Segment Start: Passage shown

Saturday, June 11

I'm Sorry

It just spent the last half an hour crying as hard as I've cried in years. That's a feat of some sort - not because I don't cry, but because I do.

I've spent the last seven months learning what it meant when my mother said she was afraid that I was giving up my power. The was she said it was all wrong for me but, put in terms I can understand, it makes a lot more sense. I was letting myself lose control of my life.

I just sat on the deck terrified to stay out there but even more afraid to get up and turn my back to the vast and incrediably well lit, secure backyard.

I've spent the last god knows how long spiting the world for so many injustices. For my parents lack of parenting, for my brother and the inordinate amount of parenting I did, for how badly he's turning out and my role in that, for Sean and for Colin, for Trish, for Ian, for everyone that made Ian feel like he had no one, for everyone that ever made me feel like I had no one, for Andy, for Allison's cancer, and I realized two things that are really more one than two. I've spent so much time being angry with the world/the fates/god/God for the things that i've been through that I never noticed that I've spent the last five years focused so heavily on being angry that I didn't notice it when my patience slipped away completely and I had no feelings left for anyone else. I've been saying for years now that I don't have the energy to put into relationships with other people - that all relationships are effort and I don't have the energy to go there and what I didn't realize is that I would have it if i wasn't so busy being so fucking angry. It's not that I feel like i was entitled to some great fucking life - it would just have been nice if i didn't have to be quite so horrible but i've reached the point where i'm tipping the scales. Where i've got nothing left to give to any but a select few that I could count on one hand and i've only got guilt there for all of the taking i've done.

Segment End: Passage shown
Segment Start: Listed entries

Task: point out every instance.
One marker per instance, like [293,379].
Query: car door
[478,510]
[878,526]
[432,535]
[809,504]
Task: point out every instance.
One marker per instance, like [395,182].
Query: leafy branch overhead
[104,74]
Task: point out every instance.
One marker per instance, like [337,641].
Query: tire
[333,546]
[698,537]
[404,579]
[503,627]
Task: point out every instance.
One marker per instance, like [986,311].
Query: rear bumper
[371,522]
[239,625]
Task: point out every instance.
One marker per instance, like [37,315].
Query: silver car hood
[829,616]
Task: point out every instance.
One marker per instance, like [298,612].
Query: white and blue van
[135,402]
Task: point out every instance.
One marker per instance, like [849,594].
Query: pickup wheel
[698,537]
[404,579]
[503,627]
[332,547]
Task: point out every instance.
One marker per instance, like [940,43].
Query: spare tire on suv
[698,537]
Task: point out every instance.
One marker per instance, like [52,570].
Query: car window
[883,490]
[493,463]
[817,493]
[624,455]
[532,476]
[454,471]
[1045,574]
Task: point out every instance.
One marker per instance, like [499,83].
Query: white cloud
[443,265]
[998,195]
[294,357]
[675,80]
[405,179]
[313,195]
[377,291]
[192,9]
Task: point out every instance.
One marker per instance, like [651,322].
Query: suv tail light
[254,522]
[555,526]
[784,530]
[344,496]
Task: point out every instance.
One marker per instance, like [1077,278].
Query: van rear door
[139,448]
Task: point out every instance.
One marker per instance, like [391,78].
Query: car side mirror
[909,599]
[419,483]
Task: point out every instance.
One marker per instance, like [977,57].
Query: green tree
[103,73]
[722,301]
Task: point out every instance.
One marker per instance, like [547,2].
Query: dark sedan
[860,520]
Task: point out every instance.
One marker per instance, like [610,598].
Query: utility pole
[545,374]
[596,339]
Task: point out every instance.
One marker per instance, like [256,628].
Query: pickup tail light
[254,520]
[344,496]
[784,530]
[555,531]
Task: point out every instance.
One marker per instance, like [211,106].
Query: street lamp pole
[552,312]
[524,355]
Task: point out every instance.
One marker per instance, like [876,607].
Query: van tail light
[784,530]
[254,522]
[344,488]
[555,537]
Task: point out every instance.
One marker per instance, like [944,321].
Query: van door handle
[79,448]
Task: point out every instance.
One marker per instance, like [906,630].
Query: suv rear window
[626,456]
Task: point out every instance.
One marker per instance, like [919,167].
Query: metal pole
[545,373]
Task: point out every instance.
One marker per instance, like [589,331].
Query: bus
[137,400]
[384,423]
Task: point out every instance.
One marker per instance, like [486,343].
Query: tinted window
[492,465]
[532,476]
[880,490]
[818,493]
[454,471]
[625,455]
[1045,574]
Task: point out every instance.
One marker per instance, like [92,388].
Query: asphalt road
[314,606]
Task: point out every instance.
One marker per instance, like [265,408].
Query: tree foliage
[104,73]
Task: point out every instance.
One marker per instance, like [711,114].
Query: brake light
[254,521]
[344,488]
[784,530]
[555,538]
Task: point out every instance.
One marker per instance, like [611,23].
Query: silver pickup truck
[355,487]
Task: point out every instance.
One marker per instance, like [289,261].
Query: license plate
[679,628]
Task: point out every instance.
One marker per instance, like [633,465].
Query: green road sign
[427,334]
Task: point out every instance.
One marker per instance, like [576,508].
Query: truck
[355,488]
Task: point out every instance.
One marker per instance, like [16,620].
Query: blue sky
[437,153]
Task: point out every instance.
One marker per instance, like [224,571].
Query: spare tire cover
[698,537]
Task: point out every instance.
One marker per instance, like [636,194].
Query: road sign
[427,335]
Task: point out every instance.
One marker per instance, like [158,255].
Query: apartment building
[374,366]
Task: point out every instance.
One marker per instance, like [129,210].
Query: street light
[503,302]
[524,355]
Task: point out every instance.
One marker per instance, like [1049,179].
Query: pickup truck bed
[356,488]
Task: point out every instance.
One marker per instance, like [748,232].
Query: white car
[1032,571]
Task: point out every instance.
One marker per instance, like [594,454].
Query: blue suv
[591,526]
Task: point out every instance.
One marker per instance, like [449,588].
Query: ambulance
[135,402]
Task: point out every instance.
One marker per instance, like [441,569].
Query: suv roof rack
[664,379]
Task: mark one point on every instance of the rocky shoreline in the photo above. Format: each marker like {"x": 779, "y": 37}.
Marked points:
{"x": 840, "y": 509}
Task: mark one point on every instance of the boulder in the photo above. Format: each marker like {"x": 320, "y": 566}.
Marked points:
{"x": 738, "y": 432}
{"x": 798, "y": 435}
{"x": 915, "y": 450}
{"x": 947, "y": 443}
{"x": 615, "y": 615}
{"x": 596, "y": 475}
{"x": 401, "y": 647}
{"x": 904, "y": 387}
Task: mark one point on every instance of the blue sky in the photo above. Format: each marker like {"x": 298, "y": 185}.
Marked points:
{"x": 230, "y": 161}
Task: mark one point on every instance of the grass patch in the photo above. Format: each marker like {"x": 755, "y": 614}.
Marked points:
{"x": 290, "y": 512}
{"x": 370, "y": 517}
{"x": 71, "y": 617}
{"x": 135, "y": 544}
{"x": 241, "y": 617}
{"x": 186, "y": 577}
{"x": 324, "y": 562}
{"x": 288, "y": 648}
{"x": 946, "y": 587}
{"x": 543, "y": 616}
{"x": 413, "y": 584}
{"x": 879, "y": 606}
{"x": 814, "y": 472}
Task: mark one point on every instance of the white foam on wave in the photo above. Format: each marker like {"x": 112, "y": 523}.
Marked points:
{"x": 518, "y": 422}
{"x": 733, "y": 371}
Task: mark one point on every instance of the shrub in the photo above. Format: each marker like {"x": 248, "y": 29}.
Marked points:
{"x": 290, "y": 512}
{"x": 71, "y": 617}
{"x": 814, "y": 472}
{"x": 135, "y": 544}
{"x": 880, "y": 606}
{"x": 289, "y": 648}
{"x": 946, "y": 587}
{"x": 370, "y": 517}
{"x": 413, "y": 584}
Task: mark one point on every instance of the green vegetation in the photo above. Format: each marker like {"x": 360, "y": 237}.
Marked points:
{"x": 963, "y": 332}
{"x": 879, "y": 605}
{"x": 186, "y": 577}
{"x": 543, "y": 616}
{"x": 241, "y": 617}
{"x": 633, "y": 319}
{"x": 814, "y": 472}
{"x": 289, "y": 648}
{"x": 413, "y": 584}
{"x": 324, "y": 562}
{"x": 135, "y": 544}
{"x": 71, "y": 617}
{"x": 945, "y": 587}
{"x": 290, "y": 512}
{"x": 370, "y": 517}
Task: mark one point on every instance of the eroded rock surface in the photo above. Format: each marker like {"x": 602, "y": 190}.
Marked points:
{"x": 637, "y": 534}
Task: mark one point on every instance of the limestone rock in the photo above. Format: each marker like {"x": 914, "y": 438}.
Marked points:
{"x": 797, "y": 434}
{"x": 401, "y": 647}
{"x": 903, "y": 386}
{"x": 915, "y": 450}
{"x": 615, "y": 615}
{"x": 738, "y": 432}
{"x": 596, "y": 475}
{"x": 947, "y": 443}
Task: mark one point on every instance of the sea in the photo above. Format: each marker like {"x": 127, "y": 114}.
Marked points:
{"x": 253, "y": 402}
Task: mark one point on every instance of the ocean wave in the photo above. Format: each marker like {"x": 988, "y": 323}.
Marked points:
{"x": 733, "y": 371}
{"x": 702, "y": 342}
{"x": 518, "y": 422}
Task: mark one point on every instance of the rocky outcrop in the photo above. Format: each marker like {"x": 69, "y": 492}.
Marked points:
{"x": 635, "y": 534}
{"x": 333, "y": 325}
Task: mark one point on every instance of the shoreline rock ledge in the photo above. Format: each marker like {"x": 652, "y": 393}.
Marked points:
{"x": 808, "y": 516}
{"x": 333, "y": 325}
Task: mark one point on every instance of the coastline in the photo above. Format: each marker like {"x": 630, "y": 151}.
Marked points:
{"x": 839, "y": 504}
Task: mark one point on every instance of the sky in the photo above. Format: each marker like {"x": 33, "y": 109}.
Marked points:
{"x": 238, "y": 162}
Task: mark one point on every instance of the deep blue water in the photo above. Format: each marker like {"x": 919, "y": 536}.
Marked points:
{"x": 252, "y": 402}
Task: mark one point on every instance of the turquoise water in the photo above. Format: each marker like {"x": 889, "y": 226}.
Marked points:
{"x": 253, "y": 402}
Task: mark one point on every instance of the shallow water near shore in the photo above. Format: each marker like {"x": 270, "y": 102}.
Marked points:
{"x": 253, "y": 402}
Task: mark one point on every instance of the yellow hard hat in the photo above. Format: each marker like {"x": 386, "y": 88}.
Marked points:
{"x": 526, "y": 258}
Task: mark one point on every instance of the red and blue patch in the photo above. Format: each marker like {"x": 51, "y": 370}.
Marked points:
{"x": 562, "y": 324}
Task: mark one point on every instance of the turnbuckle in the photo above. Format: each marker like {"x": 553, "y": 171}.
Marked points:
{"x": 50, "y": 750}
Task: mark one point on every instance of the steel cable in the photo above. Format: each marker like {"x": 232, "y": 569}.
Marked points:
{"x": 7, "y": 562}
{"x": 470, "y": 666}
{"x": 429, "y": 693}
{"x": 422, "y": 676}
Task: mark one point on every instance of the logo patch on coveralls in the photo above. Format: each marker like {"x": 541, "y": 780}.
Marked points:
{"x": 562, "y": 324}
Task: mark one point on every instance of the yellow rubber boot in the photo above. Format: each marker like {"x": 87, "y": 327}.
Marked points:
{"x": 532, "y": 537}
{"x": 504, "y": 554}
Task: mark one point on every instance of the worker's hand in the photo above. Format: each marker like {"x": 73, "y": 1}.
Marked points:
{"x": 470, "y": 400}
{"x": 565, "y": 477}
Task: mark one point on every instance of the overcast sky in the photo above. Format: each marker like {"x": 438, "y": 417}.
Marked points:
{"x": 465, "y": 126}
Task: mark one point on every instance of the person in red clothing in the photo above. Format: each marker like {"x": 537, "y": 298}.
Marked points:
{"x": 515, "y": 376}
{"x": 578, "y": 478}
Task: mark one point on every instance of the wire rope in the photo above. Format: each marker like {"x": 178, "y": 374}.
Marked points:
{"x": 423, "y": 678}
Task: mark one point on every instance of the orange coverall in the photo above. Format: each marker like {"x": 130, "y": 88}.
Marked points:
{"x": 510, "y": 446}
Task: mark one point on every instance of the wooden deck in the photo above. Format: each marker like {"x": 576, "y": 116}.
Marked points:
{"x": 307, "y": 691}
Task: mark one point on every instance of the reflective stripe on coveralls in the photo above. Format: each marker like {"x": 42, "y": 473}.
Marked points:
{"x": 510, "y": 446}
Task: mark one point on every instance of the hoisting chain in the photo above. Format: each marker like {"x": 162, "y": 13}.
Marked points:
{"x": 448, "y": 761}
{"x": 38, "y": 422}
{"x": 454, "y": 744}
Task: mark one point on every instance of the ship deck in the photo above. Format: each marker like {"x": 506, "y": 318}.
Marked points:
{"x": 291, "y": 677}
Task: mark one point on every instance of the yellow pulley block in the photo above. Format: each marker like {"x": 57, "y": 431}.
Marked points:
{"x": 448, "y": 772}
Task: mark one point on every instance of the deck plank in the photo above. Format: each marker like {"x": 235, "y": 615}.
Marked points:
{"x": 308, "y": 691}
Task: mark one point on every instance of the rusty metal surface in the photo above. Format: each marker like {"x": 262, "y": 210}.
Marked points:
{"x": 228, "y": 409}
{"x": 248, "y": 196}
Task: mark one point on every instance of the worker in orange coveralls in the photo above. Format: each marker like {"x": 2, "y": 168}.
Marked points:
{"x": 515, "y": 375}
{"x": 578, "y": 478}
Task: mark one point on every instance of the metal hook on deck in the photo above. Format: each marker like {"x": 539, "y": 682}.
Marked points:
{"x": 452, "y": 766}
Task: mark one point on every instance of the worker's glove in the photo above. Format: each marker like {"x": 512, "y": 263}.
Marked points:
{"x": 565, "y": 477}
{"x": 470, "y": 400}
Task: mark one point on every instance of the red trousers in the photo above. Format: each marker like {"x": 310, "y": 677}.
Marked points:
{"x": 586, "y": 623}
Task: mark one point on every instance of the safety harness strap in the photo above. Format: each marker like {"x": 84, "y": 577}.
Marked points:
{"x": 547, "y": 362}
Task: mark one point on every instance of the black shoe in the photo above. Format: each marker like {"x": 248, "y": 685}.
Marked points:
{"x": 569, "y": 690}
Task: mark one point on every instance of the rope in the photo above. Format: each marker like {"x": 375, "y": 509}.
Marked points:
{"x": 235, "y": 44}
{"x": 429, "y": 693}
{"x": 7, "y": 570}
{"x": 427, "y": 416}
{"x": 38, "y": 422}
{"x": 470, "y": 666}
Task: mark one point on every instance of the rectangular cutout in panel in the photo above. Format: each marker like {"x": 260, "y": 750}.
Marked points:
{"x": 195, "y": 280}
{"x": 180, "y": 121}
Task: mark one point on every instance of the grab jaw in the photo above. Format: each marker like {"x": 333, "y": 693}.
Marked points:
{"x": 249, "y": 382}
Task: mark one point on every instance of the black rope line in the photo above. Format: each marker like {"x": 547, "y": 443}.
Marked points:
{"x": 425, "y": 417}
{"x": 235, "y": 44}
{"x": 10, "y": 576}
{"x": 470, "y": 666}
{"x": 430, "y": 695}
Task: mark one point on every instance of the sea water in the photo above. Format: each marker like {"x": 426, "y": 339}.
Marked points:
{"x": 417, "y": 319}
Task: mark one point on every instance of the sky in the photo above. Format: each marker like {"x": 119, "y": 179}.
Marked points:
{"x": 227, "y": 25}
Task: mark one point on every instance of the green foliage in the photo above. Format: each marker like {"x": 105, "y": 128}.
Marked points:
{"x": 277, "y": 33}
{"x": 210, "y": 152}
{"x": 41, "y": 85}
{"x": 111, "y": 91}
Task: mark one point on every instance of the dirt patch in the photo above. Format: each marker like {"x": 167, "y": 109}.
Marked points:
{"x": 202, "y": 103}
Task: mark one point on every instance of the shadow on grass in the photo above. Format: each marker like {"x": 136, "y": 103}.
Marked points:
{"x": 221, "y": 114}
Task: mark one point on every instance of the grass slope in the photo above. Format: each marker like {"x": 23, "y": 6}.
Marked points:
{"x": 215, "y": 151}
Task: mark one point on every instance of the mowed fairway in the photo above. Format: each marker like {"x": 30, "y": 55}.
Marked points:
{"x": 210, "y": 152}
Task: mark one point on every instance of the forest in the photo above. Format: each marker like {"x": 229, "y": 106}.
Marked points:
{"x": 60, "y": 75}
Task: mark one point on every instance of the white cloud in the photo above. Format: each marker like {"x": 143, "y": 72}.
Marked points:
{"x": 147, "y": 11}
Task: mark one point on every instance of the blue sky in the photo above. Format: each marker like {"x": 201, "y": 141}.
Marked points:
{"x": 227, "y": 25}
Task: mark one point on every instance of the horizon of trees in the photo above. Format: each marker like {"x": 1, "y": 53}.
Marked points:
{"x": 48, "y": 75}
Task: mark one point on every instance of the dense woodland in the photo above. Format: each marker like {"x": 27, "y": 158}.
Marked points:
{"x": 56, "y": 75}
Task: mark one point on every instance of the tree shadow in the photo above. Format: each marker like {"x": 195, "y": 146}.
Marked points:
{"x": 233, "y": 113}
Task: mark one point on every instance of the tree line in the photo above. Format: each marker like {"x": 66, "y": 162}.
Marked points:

Segment End: Listed entries

* [Exercise]: List every person's first name that appears in the "I'm Sorry" entry above, giving each name once.

* [Answer space]: Sean, Colin, Trish, Ian, Andy, Allison